EXTRACTED ENTRIES -

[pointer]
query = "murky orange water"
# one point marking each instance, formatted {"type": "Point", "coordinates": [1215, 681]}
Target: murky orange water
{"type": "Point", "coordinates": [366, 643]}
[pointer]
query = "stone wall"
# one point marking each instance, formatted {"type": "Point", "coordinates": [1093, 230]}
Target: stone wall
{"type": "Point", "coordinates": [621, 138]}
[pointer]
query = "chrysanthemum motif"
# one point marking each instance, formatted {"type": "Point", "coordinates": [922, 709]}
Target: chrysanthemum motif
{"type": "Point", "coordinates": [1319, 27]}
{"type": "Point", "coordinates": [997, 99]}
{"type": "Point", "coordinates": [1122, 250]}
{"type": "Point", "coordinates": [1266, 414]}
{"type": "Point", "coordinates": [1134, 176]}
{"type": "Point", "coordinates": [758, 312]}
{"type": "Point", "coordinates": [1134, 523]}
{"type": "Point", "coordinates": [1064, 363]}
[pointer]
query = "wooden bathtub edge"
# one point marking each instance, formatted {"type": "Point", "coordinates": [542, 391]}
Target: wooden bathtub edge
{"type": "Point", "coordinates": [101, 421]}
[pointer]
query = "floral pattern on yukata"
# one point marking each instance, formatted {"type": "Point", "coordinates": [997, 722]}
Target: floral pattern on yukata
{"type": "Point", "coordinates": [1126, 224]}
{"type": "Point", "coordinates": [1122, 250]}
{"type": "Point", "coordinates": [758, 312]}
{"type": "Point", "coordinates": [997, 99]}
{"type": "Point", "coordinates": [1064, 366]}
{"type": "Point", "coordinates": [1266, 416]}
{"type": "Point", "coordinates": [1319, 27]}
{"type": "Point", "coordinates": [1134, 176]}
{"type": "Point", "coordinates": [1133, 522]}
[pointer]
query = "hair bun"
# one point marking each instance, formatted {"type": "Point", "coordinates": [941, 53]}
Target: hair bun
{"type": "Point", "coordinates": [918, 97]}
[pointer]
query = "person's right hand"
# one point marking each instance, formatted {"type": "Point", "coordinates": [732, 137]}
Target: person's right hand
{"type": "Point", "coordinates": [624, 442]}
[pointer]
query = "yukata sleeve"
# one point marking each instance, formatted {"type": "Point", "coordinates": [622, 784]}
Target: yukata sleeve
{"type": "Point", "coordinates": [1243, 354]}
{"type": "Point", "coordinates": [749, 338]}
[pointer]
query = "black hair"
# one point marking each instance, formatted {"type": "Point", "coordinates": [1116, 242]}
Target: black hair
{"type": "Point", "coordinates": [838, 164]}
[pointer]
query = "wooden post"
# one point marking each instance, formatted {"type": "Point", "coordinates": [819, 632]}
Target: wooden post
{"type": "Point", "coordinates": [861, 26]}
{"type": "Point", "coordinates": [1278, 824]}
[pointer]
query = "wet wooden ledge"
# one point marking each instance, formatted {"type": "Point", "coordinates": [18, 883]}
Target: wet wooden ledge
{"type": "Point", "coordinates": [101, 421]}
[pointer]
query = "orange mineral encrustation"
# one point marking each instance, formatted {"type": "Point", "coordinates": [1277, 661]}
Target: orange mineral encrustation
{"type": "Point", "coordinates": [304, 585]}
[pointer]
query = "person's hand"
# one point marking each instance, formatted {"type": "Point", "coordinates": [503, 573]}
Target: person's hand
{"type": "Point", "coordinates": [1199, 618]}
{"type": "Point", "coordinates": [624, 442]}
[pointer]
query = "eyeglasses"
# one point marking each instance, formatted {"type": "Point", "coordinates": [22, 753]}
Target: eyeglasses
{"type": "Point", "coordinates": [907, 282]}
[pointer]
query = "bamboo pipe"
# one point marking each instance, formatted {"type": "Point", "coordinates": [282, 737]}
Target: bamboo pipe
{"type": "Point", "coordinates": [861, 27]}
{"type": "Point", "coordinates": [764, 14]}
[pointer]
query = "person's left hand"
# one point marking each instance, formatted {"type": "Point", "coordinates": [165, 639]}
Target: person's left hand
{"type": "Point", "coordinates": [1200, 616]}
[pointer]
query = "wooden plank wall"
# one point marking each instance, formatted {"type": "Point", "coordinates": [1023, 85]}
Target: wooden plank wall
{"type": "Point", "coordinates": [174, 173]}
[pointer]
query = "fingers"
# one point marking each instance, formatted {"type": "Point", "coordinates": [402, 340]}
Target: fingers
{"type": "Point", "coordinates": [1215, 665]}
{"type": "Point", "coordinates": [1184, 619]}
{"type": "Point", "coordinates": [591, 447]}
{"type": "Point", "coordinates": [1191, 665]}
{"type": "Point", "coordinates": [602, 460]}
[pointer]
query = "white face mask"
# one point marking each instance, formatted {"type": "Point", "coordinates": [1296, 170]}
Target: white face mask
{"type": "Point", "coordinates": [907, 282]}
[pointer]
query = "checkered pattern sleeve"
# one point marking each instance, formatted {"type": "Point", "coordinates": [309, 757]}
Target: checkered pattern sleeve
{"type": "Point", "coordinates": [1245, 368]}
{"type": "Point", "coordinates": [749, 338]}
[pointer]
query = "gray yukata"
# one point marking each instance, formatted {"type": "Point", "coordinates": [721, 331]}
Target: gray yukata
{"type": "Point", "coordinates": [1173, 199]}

==

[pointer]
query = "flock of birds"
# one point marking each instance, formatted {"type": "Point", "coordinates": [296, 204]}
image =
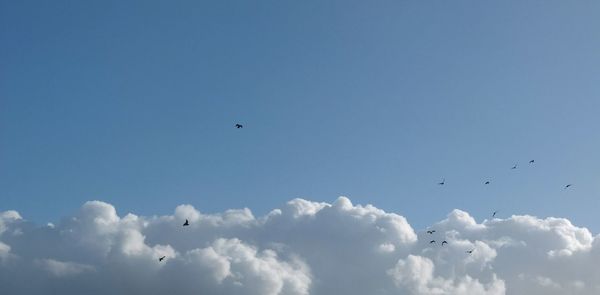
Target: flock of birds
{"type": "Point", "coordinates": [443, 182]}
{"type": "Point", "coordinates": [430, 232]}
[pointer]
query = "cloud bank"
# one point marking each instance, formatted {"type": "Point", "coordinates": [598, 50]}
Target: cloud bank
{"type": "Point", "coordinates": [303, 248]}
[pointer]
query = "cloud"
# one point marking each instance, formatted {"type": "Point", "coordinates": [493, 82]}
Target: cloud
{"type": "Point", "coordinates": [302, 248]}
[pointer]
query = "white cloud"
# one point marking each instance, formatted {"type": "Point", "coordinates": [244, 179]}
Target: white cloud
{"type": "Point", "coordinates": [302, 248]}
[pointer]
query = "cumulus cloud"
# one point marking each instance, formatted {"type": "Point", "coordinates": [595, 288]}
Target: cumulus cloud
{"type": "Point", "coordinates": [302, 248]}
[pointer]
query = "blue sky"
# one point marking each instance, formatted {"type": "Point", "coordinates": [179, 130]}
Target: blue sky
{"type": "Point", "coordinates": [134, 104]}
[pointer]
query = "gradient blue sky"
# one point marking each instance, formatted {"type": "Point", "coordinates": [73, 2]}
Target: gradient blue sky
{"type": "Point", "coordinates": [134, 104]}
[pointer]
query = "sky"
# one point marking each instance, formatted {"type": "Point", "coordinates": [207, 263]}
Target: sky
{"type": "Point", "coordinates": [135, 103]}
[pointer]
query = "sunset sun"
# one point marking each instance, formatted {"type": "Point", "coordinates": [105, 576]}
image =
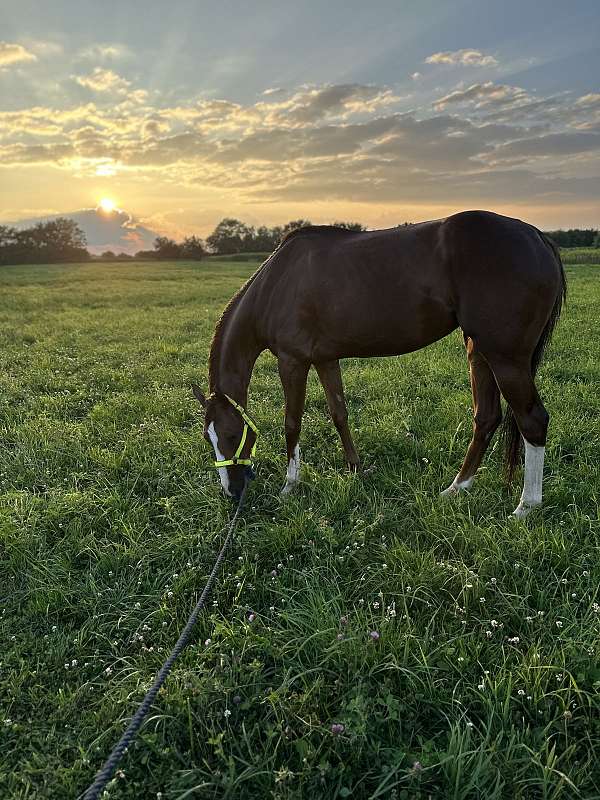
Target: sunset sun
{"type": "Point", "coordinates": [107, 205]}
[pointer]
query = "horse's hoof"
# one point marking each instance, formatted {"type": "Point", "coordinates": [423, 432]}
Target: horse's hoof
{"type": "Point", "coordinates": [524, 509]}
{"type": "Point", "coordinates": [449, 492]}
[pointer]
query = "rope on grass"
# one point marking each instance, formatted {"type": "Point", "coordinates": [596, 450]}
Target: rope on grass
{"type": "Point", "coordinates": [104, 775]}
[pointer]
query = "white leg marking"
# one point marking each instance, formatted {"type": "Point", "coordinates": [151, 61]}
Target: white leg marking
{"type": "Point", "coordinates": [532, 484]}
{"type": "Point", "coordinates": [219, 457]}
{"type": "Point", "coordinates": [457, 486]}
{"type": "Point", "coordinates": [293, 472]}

--

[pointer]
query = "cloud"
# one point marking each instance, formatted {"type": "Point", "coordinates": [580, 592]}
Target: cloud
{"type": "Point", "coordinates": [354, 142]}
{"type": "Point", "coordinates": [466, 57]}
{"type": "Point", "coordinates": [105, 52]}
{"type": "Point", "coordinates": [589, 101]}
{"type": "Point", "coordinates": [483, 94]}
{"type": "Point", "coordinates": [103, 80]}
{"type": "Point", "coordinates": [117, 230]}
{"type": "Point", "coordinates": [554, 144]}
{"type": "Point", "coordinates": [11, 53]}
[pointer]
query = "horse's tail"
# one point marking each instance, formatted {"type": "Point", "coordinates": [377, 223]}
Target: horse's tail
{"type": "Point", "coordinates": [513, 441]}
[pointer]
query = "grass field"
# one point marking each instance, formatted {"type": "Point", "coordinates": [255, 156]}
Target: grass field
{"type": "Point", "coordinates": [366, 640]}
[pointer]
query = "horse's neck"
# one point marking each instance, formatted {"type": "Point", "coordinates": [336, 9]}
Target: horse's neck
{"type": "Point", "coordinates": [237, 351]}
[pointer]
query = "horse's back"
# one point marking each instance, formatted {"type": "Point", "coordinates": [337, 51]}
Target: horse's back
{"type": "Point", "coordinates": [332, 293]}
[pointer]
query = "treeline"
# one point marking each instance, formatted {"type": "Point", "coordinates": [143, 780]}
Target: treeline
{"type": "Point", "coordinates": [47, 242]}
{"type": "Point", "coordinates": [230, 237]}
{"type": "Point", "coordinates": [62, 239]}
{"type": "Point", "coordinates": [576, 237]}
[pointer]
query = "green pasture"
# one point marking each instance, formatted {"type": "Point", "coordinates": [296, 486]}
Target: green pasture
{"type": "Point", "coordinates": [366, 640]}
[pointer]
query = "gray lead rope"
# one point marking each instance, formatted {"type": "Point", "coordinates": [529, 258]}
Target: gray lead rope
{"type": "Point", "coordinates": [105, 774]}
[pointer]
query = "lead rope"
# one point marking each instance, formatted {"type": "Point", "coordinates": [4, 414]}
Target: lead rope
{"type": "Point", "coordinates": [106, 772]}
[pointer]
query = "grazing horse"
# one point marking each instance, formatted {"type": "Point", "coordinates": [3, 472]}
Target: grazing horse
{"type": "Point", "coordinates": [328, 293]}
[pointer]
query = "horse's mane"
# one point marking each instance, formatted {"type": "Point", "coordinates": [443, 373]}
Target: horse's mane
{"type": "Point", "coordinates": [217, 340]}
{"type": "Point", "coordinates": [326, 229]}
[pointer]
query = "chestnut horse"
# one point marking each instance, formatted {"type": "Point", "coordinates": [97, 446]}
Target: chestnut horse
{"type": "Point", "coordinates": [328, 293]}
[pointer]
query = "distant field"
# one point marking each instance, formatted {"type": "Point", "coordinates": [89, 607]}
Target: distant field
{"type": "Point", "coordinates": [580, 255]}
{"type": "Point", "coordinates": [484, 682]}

THE REQUEST - Pick out every line in the records above that contains the word "mineral", and copy each one.

CORRECT ANSWER -
query = "orange mineral encrustation"
Target: orange mineral encrustation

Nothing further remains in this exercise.